### Aim of the task
Gather every line in the data below that contains the word "face", and copy each of those lines in full.

### Input material

------------------------------------------------

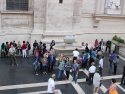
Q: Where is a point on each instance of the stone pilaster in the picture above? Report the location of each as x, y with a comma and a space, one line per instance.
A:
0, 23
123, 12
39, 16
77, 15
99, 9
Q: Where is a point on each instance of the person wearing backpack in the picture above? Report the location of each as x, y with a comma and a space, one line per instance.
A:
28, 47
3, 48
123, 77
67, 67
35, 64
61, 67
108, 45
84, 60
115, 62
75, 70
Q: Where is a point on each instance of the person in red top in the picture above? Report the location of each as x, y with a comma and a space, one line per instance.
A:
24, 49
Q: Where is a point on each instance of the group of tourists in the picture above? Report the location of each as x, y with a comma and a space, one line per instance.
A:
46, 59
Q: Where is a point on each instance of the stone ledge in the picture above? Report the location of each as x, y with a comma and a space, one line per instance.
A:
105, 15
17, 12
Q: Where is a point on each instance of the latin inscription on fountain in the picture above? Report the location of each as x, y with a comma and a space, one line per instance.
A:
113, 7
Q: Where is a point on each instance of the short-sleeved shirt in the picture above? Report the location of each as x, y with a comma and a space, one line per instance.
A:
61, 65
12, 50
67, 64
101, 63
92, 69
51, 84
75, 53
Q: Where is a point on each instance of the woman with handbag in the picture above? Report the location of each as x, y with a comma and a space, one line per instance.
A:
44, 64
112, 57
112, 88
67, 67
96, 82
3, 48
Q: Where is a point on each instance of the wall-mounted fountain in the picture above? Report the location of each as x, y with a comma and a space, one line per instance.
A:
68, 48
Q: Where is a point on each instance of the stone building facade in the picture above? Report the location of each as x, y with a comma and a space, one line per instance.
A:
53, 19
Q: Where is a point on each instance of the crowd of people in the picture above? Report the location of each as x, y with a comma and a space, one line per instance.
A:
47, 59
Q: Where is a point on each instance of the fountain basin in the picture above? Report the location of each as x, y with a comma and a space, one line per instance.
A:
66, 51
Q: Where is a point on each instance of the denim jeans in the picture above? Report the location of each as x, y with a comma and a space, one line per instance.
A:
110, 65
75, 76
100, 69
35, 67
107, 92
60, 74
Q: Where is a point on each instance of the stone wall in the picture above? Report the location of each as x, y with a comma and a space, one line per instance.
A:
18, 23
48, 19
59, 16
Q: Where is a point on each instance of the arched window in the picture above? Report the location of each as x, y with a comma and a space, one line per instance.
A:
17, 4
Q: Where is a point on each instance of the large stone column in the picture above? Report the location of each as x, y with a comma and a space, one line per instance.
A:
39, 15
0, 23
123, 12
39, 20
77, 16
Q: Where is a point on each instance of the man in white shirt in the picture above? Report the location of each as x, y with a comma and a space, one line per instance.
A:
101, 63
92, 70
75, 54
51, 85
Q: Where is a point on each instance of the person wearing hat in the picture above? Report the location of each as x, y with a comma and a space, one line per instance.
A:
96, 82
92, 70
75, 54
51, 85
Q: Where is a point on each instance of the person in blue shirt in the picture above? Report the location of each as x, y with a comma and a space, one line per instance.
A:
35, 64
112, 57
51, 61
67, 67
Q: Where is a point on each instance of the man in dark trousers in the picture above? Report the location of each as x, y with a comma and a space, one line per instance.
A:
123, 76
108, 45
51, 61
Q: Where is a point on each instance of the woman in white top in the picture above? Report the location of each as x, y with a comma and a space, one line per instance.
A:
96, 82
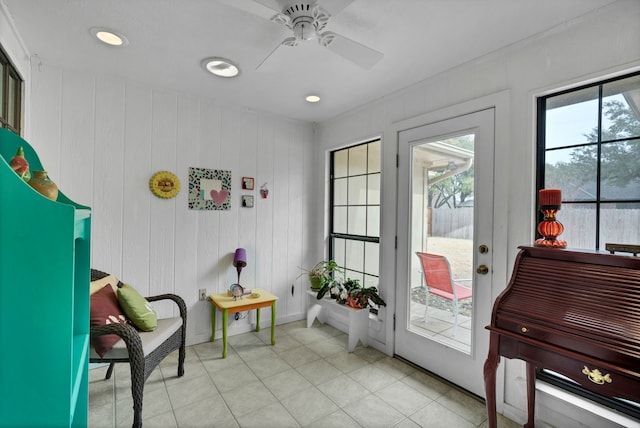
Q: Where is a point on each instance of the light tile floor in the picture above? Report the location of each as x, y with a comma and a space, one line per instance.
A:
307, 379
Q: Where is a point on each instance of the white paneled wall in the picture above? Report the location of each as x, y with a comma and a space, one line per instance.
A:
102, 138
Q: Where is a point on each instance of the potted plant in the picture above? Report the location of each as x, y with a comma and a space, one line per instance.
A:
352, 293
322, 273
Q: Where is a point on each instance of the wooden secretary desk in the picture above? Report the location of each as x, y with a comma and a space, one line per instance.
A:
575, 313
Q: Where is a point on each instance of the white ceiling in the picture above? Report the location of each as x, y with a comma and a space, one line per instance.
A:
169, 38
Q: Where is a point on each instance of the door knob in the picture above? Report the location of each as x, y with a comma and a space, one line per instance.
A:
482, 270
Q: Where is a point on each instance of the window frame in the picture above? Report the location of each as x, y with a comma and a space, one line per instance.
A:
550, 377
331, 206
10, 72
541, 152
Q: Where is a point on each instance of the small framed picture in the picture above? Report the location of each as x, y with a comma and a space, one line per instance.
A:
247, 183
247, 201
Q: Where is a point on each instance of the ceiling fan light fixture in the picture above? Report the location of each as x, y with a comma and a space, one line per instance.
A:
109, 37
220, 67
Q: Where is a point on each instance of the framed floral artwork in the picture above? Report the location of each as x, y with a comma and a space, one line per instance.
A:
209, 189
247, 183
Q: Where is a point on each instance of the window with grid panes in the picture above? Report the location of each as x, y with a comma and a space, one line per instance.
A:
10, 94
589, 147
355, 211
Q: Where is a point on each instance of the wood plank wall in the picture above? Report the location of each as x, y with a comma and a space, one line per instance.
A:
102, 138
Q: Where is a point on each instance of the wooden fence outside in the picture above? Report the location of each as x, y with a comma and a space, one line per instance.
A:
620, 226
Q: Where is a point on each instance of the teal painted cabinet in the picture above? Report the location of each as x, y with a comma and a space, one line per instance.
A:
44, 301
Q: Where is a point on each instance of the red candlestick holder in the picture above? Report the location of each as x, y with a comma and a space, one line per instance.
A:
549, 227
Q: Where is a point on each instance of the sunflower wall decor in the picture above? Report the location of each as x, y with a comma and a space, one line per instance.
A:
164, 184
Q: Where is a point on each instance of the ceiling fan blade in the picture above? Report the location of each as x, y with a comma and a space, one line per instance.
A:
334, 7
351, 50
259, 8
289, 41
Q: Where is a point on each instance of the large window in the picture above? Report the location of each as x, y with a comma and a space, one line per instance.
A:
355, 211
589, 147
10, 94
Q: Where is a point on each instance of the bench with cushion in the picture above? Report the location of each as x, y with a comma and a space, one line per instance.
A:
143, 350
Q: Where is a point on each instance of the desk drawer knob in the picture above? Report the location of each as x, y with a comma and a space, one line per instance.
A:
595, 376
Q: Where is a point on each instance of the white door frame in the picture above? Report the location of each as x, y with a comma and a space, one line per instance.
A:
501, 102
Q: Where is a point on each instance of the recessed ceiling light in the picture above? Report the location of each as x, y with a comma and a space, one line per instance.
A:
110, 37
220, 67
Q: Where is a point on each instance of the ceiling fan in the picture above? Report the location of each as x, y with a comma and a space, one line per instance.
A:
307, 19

------------------------------------------------

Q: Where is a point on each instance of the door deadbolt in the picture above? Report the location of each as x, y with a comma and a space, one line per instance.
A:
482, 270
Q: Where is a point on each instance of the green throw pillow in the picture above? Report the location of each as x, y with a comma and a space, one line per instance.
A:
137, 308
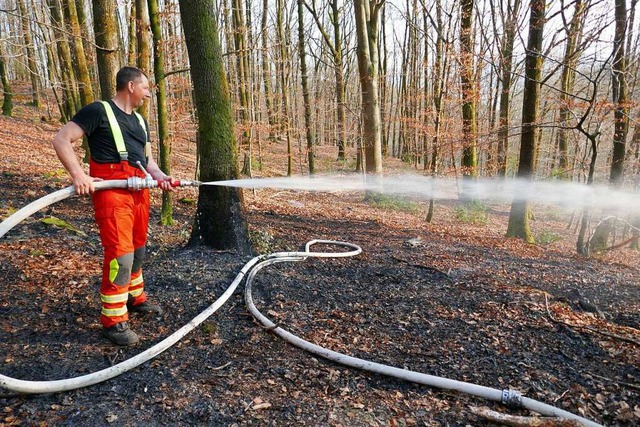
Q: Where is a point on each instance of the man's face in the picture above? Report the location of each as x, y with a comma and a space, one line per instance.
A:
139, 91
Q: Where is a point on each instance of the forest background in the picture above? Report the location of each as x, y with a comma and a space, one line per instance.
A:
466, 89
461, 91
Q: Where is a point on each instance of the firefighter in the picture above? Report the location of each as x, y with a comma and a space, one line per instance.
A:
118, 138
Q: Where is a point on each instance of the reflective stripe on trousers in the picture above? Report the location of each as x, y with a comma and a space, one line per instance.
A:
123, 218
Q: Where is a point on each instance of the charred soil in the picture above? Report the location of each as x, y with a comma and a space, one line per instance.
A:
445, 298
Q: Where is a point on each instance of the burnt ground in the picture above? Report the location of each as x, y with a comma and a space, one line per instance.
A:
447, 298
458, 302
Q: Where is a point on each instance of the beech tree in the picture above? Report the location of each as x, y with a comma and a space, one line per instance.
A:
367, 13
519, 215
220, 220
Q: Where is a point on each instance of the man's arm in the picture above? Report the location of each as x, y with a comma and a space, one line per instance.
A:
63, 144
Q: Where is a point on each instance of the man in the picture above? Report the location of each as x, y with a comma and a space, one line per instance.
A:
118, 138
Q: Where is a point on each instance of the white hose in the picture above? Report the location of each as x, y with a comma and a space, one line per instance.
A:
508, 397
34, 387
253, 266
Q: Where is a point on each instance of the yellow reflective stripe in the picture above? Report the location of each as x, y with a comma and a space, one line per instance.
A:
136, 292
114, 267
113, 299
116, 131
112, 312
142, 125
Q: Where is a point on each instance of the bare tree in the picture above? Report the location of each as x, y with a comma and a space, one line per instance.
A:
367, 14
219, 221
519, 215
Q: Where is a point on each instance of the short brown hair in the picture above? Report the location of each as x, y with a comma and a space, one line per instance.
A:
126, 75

------------------------------------------------

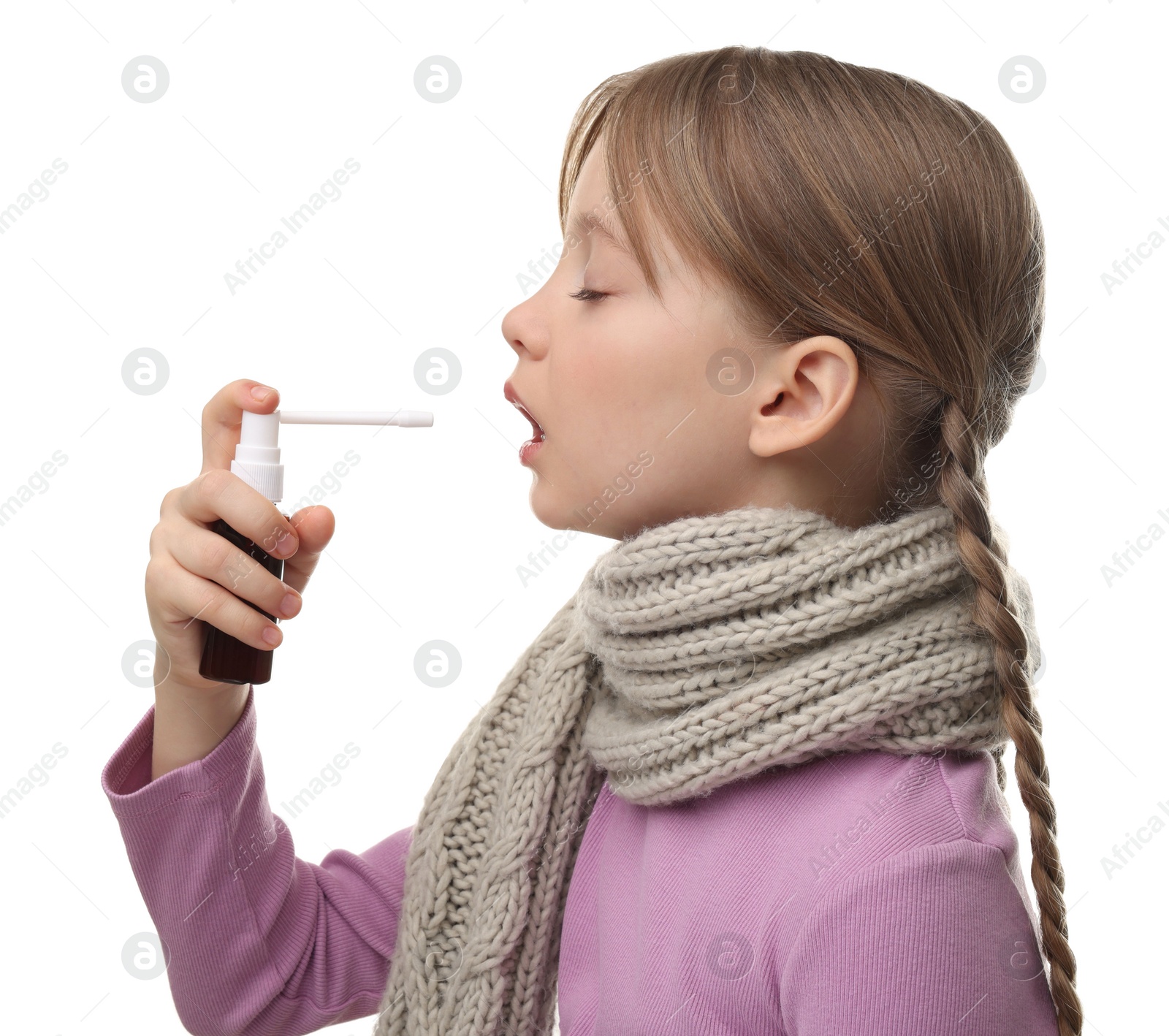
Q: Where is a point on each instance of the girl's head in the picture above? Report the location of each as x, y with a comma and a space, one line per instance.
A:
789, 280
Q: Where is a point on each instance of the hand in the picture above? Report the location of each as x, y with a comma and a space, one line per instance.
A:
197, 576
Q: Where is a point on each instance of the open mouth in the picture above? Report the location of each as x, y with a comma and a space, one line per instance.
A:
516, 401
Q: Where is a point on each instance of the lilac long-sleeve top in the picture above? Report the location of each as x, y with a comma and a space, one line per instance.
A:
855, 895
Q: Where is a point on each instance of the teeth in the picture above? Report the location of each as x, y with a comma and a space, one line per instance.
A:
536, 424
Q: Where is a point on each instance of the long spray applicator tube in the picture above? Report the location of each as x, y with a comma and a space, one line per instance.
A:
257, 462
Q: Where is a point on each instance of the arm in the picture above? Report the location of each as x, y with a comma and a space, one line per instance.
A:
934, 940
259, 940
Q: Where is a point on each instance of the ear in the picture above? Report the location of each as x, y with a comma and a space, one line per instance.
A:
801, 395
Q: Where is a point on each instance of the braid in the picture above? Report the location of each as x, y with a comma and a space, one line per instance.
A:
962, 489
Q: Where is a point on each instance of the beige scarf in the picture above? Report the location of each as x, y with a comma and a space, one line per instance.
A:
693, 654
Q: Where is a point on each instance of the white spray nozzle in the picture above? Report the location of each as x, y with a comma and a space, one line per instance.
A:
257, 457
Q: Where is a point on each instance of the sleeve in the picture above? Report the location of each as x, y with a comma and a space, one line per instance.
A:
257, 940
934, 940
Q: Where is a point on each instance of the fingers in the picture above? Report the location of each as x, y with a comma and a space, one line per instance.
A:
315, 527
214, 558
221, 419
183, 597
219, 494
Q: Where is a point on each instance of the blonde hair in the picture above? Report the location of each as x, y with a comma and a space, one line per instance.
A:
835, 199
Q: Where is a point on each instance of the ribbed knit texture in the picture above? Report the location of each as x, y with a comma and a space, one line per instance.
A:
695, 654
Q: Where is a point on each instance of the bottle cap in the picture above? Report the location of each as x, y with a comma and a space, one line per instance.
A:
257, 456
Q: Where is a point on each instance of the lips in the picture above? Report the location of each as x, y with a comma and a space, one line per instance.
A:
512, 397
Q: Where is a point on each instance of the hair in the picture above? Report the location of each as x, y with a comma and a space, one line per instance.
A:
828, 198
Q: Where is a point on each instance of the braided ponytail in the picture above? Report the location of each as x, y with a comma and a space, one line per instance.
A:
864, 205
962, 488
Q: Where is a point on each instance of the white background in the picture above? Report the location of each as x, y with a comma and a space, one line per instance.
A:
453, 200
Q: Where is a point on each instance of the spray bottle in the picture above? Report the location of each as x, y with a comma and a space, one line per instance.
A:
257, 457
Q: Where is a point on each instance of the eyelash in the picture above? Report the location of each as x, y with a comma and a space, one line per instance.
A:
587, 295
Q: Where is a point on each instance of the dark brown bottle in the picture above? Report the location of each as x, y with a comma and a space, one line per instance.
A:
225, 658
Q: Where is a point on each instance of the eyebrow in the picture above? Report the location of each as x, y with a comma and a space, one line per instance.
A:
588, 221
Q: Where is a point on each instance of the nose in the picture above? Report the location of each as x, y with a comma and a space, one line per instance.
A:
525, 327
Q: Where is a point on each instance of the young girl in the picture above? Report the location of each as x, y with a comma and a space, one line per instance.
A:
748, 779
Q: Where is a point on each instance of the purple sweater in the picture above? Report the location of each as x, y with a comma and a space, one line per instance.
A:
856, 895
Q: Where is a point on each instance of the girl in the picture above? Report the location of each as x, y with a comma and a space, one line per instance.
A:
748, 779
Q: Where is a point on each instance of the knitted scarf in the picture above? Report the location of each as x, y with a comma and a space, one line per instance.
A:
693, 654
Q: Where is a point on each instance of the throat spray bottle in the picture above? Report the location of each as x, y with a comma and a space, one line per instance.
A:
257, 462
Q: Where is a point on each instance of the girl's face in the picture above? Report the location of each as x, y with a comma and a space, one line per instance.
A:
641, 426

------------------------------------------------

### The reply
Q: Where is a point on each instance of the man's face in the picture above? Report the location of each as x, y with a comma and a space, one line per instance.
Q: Where is a point on each instance of the girl's face in the picture above? Report the location of each as x, y with a comma and a space, one line per instance.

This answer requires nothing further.